The records below should be written out again, exactly.

(Data)

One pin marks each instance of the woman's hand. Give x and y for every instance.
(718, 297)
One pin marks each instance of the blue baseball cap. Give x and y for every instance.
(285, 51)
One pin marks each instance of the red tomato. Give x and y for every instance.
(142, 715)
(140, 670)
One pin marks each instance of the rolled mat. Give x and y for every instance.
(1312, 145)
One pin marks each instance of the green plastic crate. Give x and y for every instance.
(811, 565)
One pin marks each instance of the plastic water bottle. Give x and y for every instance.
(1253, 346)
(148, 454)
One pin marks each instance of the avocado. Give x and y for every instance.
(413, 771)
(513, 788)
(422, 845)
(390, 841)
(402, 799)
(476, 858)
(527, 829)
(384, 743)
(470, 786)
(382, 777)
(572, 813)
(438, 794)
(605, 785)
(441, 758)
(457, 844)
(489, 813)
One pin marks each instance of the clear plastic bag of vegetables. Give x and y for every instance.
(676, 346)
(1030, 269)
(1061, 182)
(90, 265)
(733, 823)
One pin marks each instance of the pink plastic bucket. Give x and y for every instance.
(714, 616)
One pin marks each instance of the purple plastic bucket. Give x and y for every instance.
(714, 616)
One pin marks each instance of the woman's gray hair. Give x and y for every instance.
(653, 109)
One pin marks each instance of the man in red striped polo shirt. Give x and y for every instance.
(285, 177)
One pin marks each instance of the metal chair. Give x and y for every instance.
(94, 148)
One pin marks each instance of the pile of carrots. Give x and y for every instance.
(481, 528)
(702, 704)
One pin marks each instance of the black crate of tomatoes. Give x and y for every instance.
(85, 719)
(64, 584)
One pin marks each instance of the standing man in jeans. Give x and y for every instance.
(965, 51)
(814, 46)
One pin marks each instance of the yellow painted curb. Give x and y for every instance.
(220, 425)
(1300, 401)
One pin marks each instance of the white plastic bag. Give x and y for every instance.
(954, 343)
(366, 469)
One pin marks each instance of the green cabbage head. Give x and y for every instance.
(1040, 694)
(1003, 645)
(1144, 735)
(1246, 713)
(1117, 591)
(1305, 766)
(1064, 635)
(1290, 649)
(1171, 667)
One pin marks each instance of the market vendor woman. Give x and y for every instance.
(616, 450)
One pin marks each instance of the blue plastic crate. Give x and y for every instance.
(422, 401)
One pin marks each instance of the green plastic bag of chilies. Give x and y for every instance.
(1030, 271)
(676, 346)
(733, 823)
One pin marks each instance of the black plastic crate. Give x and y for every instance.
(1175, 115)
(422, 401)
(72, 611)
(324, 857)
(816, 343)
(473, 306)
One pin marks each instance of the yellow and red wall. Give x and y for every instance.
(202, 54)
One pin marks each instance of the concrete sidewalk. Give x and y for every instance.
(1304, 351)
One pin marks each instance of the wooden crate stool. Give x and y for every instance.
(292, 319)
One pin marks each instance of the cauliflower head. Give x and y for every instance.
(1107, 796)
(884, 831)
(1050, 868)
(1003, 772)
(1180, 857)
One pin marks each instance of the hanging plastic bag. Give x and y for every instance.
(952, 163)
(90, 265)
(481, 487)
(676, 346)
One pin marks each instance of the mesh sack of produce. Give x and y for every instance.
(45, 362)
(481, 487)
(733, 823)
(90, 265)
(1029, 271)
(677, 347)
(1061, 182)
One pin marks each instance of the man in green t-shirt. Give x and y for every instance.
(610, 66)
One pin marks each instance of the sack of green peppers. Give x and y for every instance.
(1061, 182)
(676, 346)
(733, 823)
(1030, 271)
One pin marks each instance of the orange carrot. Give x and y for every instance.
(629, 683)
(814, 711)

(End Data)

*Response:*
One pin marks each instance of the woman's hand. Give x and y for every instance.
(718, 297)
One pin marks each instance of the blue baseball cap. Give x and y for every instance.
(285, 51)
One pin marks each instance of the red tomato. Give x and y for every instance.
(142, 715)
(140, 670)
One pin marks each instance of the rolled mat. Give x and y for every instance.
(1312, 145)
One pin marks each instance of the green plastic crate. Give x and y for every instance.
(811, 565)
One pin marks each instance of the plastic water bottle. Give x and y for every instance.
(1253, 346)
(148, 454)
One pin marks each instance of the avocado. Give x and y for every instance.
(413, 771)
(513, 788)
(422, 845)
(390, 841)
(402, 799)
(476, 858)
(527, 829)
(384, 743)
(470, 786)
(382, 777)
(572, 813)
(438, 794)
(605, 785)
(441, 758)
(457, 844)
(489, 813)
One pin marks each instance of the clear plastic bag of vegetables. Give x and y for every instance.
(676, 346)
(1030, 269)
(1061, 182)
(90, 265)
(733, 823)
One pin marks each instance of the pink plastic bucket. Give x and y for every instance.
(714, 616)
One pin marks each instance of the purple plastic bucket. Give x and y for every instance.
(714, 616)
One pin marks each instance of the woman's gray hair. Give x and y for every instance.
(653, 109)
One pin marks each instance of the man in red striped polo shirt. Give x and y for every instance.
(285, 177)
One pin marks each instance of the metal chair. Give x and y for every instance.
(94, 148)
One pin marks each instance of the pile of carrots. Give x and y for every instance.
(481, 528)
(702, 704)
One pin marks each instance of the black crate of tomatoes. Give x and y for every instance.
(85, 719)
(64, 584)
One pin marks each instance of the standing man in jeans. Give x and y for every instance.
(965, 51)
(814, 46)
One pin marks each instance of the yellow painted curb. Give x and y for every instance.
(220, 425)
(1300, 401)
One pin marks each instance of the white plastic bag. Give x and y for every instance.
(954, 343)
(366, 469)
One pin marks each instance of the green cabbage head. Give x and y for every instance.
(1040, 694)
(1003, 645)
(1144, 735)
(1246, 713)
(1117, 591)
(1305, 766)
(1064, 635)
(1290, 649)
(1171, 667)
One pin marks each instance of the market vendor woman. Give x and y for every instance.
(616, 450)
One pin marks each instance of the blue plastic crate. Give x and y for every instance.
(422, 401)
One pin marks each instance of the green plastic bag of chilies. Give x and y for every instance.
(1030, 271)
(676, 346)
(733, 823)
One pin marks each instance of the black plastic crate. Give x and y for every instance.
(1175, 115)
(422, 401)
(72, 611)
(324, 857)
(816, 343)
(473, 306)
One pin marks each instance of the yellow and red wall. Give x and y for every instance.
(202, 54)
One pin marks each instance of the concrete sidewalk. Give x and y for every instance.
(1304, 351)
One pin marks each instance of the wooden crate stool. Give x and y for every instance.
(292, 319)
One pin marks each instance of the cauliflower head. Give x and y for every instance.
(1107, 796)
(884, 831)
(1050, 868)
(1003, 772)
(1180, 857)
One pin marks each instance of the hanging plastic bag. Give x and y for every instance.
(952, 163)
(90, 265)
(481, 487)
(676, 346)
One pin marks each instance of the mesh sack of produce. Give x and y for every instance.
(45, 362)
(481, 487)
(733, 823)
(90, 265)
(1029, 271)
(677, 347)
(1061, 182)
One pin marks each instance of the man in green t-shirt. Give x and y for every instance.
(610, 66)
One pin marks each instance of the sack of green peppers. Give x and y for every instance.
(1061, 182)
(676, 346)
(733, 823)
(1030, 271)
One pin marks each instance of the orange carrot. Give x and y for every instance.
(629, 683)
(814, 711)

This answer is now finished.